- _DATA TO EXAMINE_:
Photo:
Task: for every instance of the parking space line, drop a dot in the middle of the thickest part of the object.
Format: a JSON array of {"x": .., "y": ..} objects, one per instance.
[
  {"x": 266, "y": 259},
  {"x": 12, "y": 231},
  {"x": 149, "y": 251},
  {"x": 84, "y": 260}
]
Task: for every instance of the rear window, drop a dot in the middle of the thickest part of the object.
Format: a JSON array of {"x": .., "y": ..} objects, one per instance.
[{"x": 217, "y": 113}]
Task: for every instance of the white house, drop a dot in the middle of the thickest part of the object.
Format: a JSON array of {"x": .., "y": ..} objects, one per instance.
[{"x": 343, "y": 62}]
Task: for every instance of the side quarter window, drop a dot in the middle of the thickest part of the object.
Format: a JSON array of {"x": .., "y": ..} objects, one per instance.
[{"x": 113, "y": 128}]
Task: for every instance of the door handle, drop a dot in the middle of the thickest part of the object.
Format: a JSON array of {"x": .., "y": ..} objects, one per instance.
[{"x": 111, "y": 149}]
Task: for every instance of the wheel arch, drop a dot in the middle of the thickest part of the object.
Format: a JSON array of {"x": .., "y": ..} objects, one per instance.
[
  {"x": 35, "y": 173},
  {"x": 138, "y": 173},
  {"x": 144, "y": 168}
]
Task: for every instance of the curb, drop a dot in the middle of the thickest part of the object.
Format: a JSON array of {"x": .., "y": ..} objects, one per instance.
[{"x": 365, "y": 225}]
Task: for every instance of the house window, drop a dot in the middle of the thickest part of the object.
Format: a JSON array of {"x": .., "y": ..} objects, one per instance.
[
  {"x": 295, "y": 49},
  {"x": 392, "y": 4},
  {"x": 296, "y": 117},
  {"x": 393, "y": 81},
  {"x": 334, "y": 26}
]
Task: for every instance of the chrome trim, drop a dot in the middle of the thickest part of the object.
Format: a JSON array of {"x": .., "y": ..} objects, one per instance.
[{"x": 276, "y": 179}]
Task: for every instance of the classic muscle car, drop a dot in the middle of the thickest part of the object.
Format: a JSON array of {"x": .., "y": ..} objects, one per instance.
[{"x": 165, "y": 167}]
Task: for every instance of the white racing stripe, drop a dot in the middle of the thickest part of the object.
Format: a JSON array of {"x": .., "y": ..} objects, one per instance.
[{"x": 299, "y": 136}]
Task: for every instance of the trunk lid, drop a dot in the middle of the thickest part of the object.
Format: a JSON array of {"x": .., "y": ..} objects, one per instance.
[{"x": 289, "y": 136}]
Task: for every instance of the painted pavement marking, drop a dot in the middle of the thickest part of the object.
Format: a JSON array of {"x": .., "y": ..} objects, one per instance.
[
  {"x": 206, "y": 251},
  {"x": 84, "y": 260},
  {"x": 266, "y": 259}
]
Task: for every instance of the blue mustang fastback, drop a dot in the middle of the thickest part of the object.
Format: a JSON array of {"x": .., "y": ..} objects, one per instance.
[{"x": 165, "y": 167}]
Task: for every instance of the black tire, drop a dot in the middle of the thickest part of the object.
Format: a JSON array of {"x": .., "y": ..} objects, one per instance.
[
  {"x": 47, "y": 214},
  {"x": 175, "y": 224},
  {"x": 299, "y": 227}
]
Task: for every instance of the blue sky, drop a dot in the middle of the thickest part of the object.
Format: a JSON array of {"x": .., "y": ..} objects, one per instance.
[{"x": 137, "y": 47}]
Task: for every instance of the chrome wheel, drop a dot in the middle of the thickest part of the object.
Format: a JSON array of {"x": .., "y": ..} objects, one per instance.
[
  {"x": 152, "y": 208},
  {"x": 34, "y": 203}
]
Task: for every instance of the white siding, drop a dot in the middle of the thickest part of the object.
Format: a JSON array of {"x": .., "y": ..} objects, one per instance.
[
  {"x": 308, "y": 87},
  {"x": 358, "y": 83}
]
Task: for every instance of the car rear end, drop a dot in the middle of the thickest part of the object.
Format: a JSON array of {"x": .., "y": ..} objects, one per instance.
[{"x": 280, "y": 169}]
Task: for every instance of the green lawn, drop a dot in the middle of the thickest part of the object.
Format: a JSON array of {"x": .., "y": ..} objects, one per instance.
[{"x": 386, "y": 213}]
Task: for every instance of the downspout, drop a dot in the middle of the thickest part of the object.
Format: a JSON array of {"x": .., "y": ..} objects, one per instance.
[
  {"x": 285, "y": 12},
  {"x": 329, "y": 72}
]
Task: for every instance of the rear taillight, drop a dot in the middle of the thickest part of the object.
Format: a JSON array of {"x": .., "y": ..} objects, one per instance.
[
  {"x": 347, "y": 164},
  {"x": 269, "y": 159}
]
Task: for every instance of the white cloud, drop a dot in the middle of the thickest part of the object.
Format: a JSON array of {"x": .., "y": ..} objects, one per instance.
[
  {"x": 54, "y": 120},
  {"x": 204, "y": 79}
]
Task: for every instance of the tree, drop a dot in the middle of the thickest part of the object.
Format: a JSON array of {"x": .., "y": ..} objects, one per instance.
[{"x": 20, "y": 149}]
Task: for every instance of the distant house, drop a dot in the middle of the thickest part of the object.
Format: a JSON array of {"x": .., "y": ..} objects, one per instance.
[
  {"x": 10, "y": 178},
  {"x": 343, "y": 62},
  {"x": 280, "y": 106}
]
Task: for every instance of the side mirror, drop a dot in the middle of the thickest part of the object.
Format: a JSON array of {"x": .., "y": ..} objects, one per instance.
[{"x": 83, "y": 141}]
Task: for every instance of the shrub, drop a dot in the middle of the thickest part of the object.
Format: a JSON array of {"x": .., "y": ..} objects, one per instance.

- _PROBLEM_:
Copy out every record above exactly as written.

- _THE COMPLETED TASK_:
Photo:
Task: for every instance of the parking space line, drop a dot in the middle of the thickest part of the object.
Format: a JSON array of {"x": .., "y": ..} objects, one per instance.
[
  {"x": 266, "y": 259},
  {"x": 12, "y": 231},
  {"x": 149, "y": 251},
  {"x": 84, "y": 260}
]
Task: for every instance of the rear window, drop a dot in the middle of the thickest part of the object.
Format: a JSON array of {"x": .., "y": ..} objects, one per instance.
[{"x": 217, "y": 113}]
Task: for every instance of the white house, drop a dot in the middle of the thickest part of the object.
Format: a JSON array of {"x": .., "y": ..} objects, one per instance.
[{"x": 343, "y": 62}]
Task: for every instance of the side quarter window, drop a dot in the middle of the thickest part of the object.
Format: a JSON array of {"x": .., "y": ..} objects, one per instance.
[{"x": 113, "y": 128}]
Task: for every instance of the door handle, drop a dot in the middle of the thickest part of the object.
Format: a JSON array of {"x": .., "y": ..} objects, one per instance.
[{"x": 111, "y": 149}]
Task: for every instance of the wheel arch, drop a dot in the middle of the thickest part of the object.
Format: a JSON array of {"x": .., "y": ..} objects, one per instance.
[
  {"x": 35, "y": 173},
  {"x": 138, "y": 173},
  {"x": 144, "y": 168}
]
Task: for every instance of the curb, drop a dot in the middle of the thickest part of the object.
Format: a JSON array of {"x": .., "y": ..} objects, one per instance.
[{"x": 365, "y": 225}]
Task: for every instance of the house window, drop a dot in the middle of the thickest part of the object.
Format: a JSON array of {"x": .., "y": ..} objects, one per instance.
[
  {"x": 295, "y": 49},
  {"x": 392, "y": 4},
  {"x": 296, "y": 117},
  {"x": 393, "y": 81},
  {"x": 334, "y": 26}
]
Task: for every instance of the chrome trim, drop a dot in the middle of the thickest part of the object.
Format: a JSON array of {"x": .., "y": ..} objects, one per instance.
[{"x": 276, "y": 179}]
Task: for every instance of the classic muscle car, drop a dot in the middle of the thickest part of the object.
Format: a JSON array of {"x": .., "y": ..} objects, one per instance.
[{"x": 165, "y": 167}]
Task: for every instance of the white racing stripe, drop a dot in the middle of the thickest part of the object.
Format: a JSON array of {"x": .., "y": ..} objects, one per instance.
[{"x": 299, "y": 136}]
Task: for every instance of the trunk lid, drop a dot in the middle of the thickest part of the object.
Format: a JSON array of {"x": .., "y": ..} objects, one per instance.
[{"x": 289, "y": 136}]
Task: for every instance of the painted pavement marking, drop a dot in the middle of the thickest part of the object.
Format: a JSON array of {"x": .., "y": ..} objects, one per instance.
[
  {"x": 206, "y": 251},
  {"x": 84, "y": 260},
  {"x": 266, "y": 259}
]
Task: for every instance of the blue mustang fastback, drop a dot in the middle of the thickest part of the object.
Format: a JSON array of {"x": .., "y": ..} objects, one per instance.
[{"x": 165, "y": 167}]
Task: for every instance of the black tire, drop a dot in the middle of the thickest part of the object.
Format: a JSON array of {"x": .., "y": ..} objects, one per instance.
[
  {"x": 47, "y": 214},
  {"x": 175, "y": 224},
  {"x": 299, "y": 227}
]
Task: for every instance of the blue sky, drop a dot in the middle of the thickest part of the object.
Format: a JSON array of {"x": .., "y": ..} objects, one per instance.
[{"x": 137, "y": 47}]
Task: for every instance of the chrome wheel, drop a dot in the middle of the thickest part of the object.
Format: a JSON array of {"x": .., "y": ..} objects, one per instance.
[
  {"x": 152, "y": 208},
  {"x": 34, "y": 203}
]
Task: for every instance of the white siding, drop a dot in the middle of the thickest part of the object.
Format: a JSON array of {"x": .., "y": ..} objects, one per instance.
[
  {"x": 308, "y": 87},
  {"x": 358, "y": 83}
]
Task: for every instance of the car rear end, drop a dot in the middle of the thickest part of the object.
Format: a JSON array of {"x": .., "y": ..} objects, one per instance.
[{"x": 280, "y": 169}]
Task: for every instance of the green lawn, drop a dot in the middle of the thickest part of the object.
Format: a JSON array of {"x": .., "y": ..} objects, one per instance.
[{"x": 386, "y": 213}]
Task: for every instance of the downspout, drop a dot in the middle of the thickest part of the object.
Format: a JSON array of {"x": .., "y": ..} objects, one per instance.
[
  {"x": 285, "y": 12},
  {"x": 329, "y": 72}
]
Task: for every instance of the rear taillight, drop a dot in the middle of the thickest part of the object.
Format: a JSON array of {"x": .., "y": ..} objects, one per instance.
[
  {"x": 347, "y": 164},
  {"x": 269, "y": 159}
]
Task: for every instance of the white cloud, drop a dot in the middle of the thickest part of the object.
Format: a JSON array of {"x": .., "y": ..} objects, one per instance.
[
  {"x": 54, "y": 120},
  {"x": 204, "y": 79}
]
Task: for every instance of the tree, drop a dot in the middle of the thickest part of the object.
Format: a JSON array of {"x": .., "y": ..} objects, one per instance.
[{"x": 20, "y": 149}]
Task: for every instance of the distant house, drop a dot in the middle of the thickest part of the object.
Format: a JSON array of {"x": .., "y": ..} objects, one per instance.
[
  {"x": 10, "y": 178},
  {"x": 343, "y": 62},
  {"x": 280, "y": 106}
]
Task: for every instance of the side mirror, drop a dot in the middle of the thickest part of the object.
Format: a JSON array of {"x": .., "y": ..} objects, one per instance.
[{"x": 83, "y": 141}]
Task: for every instance of the shrub, drop a dot in the middle of the thickest part of the object.
Format: a JSON array of {"x": .., "y": ..} objects, one per instance.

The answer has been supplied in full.